LISTED RECORDS:
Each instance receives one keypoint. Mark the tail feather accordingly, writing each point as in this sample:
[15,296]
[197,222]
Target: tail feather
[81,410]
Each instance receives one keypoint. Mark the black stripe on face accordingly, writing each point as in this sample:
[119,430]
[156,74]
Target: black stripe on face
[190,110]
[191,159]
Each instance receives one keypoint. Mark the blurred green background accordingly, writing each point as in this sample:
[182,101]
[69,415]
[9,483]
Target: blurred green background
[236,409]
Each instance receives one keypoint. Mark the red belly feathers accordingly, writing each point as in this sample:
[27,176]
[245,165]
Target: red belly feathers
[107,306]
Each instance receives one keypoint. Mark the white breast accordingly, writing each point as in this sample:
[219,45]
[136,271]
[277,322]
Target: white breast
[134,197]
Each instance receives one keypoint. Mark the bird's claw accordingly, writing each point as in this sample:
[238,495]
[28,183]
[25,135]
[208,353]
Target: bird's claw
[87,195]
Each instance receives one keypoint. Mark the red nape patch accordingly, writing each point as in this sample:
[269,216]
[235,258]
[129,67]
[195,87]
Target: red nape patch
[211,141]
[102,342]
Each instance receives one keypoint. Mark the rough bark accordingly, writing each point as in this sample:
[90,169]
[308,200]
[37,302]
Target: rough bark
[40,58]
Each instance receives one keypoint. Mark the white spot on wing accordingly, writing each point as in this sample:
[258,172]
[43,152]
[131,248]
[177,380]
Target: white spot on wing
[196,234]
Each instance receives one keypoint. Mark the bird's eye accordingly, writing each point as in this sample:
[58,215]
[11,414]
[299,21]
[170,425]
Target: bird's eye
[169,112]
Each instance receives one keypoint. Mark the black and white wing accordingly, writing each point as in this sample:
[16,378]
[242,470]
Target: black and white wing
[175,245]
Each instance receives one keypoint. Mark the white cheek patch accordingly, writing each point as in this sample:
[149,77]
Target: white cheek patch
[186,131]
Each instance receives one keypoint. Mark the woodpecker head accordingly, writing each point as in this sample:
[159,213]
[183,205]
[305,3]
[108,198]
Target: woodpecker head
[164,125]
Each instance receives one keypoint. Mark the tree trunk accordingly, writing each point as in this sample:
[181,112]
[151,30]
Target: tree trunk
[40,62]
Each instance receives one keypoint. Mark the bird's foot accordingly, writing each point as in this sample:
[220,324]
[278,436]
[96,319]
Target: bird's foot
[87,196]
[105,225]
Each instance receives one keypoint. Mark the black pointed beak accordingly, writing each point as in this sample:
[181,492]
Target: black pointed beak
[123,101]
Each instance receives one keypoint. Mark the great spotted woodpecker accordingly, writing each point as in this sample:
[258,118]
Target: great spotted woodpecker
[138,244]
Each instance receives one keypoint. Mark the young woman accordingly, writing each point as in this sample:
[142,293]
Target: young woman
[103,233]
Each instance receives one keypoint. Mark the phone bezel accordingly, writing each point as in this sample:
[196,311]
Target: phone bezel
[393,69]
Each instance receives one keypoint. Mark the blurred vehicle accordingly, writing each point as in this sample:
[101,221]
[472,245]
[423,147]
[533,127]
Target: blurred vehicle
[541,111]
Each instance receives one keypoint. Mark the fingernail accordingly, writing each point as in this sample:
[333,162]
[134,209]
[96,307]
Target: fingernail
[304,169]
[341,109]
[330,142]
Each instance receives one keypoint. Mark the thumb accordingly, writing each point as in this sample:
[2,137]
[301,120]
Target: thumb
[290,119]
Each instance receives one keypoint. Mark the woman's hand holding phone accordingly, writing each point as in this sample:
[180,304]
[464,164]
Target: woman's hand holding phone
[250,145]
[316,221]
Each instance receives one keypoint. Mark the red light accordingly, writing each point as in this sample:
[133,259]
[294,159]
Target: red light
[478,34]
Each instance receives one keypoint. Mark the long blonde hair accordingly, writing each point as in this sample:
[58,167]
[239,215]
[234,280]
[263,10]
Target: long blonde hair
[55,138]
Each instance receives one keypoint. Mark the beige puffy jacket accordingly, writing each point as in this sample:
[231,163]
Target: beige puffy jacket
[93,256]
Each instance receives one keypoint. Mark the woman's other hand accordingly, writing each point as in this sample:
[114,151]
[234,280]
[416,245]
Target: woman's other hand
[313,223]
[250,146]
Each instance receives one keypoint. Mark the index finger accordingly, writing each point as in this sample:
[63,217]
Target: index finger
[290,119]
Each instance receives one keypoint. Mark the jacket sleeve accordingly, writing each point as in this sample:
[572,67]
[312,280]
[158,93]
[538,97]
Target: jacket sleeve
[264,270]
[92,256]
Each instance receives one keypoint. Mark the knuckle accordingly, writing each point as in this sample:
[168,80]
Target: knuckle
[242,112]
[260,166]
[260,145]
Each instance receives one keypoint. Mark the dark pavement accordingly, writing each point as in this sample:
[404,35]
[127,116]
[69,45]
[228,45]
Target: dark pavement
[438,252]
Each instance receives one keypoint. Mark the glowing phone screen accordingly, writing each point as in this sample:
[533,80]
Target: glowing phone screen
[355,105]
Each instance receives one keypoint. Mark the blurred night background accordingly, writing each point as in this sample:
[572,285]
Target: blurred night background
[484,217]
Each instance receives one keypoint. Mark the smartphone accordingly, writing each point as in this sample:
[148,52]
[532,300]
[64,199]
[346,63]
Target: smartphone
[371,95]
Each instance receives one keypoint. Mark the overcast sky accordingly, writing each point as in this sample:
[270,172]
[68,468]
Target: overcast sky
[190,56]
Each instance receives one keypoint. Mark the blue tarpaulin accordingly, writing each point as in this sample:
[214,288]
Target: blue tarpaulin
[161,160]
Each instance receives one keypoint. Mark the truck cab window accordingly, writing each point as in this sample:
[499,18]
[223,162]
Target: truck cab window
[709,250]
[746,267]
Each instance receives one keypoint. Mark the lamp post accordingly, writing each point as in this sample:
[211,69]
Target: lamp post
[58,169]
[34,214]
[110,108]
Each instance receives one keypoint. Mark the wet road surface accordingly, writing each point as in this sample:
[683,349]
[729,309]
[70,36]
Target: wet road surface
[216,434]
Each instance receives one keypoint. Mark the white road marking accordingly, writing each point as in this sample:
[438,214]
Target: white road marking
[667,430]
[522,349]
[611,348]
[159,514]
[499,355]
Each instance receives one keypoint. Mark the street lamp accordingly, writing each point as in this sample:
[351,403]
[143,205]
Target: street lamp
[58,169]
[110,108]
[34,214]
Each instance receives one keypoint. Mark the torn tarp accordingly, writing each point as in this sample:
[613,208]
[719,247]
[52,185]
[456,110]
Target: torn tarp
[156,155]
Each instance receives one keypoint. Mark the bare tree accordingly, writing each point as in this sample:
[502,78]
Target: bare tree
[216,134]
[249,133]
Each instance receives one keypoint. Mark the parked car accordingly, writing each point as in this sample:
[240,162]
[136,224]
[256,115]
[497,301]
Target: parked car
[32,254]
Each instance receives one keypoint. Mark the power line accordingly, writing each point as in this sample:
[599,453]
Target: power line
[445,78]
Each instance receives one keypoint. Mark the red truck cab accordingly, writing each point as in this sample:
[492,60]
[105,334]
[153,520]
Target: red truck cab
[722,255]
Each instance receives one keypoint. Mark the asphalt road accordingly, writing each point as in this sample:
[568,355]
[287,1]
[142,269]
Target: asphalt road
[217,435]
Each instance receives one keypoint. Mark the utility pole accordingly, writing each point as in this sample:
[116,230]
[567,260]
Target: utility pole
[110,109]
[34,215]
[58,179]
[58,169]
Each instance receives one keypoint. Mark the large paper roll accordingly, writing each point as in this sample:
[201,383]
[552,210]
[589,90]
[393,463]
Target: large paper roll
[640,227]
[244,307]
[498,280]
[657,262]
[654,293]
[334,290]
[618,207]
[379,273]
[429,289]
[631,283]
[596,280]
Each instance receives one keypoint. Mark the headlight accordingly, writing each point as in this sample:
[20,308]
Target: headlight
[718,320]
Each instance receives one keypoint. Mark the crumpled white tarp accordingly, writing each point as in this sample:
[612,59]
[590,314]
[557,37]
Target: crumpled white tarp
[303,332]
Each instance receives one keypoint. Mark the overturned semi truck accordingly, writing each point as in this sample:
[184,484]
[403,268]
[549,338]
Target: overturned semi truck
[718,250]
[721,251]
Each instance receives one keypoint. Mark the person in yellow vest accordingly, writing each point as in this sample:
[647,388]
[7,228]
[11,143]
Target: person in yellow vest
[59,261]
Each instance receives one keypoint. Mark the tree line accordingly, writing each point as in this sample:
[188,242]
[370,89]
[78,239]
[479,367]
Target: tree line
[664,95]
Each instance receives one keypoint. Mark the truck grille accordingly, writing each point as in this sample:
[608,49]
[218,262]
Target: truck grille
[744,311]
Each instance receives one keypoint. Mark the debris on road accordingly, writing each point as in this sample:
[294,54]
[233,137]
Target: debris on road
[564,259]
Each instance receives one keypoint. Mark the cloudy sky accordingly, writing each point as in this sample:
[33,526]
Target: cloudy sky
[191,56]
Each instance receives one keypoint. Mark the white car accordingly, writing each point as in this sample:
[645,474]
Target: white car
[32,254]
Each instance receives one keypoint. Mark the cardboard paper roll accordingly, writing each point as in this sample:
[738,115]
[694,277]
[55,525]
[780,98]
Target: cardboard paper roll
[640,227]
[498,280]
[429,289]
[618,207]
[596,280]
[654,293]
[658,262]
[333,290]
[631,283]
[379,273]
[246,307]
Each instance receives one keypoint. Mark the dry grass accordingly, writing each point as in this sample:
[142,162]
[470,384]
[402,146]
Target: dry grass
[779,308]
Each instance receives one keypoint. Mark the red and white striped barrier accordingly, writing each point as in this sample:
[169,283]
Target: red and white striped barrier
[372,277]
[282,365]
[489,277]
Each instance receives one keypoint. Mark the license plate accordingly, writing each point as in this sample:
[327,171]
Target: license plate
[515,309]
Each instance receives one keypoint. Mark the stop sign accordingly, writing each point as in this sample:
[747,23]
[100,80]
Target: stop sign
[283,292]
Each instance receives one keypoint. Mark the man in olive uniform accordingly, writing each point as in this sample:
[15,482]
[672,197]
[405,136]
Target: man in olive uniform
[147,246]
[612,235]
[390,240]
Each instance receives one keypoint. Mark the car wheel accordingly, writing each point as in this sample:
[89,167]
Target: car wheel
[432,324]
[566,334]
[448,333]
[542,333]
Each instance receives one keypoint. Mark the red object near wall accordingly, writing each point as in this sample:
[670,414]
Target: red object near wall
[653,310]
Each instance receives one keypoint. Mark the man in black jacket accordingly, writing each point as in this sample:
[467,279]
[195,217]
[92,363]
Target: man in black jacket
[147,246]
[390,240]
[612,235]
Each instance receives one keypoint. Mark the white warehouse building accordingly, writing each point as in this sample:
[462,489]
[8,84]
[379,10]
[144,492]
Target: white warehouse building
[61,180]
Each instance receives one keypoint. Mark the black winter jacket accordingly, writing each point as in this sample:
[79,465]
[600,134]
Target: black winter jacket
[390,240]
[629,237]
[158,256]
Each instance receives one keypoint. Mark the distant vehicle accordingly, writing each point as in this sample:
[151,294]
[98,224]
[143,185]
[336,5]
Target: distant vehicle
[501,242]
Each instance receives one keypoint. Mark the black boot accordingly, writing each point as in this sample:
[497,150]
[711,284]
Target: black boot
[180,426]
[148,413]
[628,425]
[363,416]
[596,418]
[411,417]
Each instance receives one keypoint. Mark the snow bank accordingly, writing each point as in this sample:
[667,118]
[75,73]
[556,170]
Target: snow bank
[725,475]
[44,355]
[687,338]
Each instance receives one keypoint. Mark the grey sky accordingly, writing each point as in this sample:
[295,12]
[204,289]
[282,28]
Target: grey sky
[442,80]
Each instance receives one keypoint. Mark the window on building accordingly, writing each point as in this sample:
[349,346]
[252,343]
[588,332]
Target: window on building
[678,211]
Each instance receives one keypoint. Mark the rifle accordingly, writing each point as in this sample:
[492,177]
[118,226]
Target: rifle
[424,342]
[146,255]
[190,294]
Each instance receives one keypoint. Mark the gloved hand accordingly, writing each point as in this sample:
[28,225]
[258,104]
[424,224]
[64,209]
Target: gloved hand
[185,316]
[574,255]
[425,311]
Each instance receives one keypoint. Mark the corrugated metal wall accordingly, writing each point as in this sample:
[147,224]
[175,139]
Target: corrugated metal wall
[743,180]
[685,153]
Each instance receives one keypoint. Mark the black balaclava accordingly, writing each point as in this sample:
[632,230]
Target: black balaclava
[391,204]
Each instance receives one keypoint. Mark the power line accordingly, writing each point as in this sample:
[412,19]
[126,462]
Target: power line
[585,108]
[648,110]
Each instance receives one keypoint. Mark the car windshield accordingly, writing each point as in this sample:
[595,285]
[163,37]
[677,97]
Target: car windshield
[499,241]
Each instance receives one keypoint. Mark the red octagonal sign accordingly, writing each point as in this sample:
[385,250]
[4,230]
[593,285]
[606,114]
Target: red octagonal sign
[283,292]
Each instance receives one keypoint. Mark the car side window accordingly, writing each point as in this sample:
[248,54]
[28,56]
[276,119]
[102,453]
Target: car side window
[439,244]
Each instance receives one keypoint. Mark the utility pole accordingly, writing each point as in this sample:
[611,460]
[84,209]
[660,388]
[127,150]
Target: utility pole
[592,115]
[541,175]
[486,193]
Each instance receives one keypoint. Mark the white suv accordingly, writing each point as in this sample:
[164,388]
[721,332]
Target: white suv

CHALLENGE:
Return precisely the lines of the records, starting with the line that holds "Each instance receives one keypoint. Mark the car windshield" and ending with the last one.

CORRECT RESULT:
Each instance receives one keypoint. Mark the car windshield accordingly, writing each point as in this sample:
[595,285]
[163,37]
[677,97]
Target: car windshield
[499,241]
Each instance receives one keypoint. Mark the red octagonal sign accordingly, writing each point as in this sample:
[385,250]
[4,230]
[593,285]
[606,114]
Target: red octagonal sign
[283,292]
Each instance receives one keypoint. Mark the car side window accordingly, writing each point as in this sample:
[248,54]
[28,56]
[276,119]
[102,453]
Target: car side window
[439,244]
Each instance receives one keypoint. Mark the utility pole accordingly, writing each point as in this sample:
[611,460]
[84,209]
[660,388]
[127,150]
Target: utility pole
[592,115]
[541,175]
[486,193]
Each instance receives one keypoint. Mark the white suv accordingly, writing each point as in this sample:
[164,388]
[721,332]
Target: white suv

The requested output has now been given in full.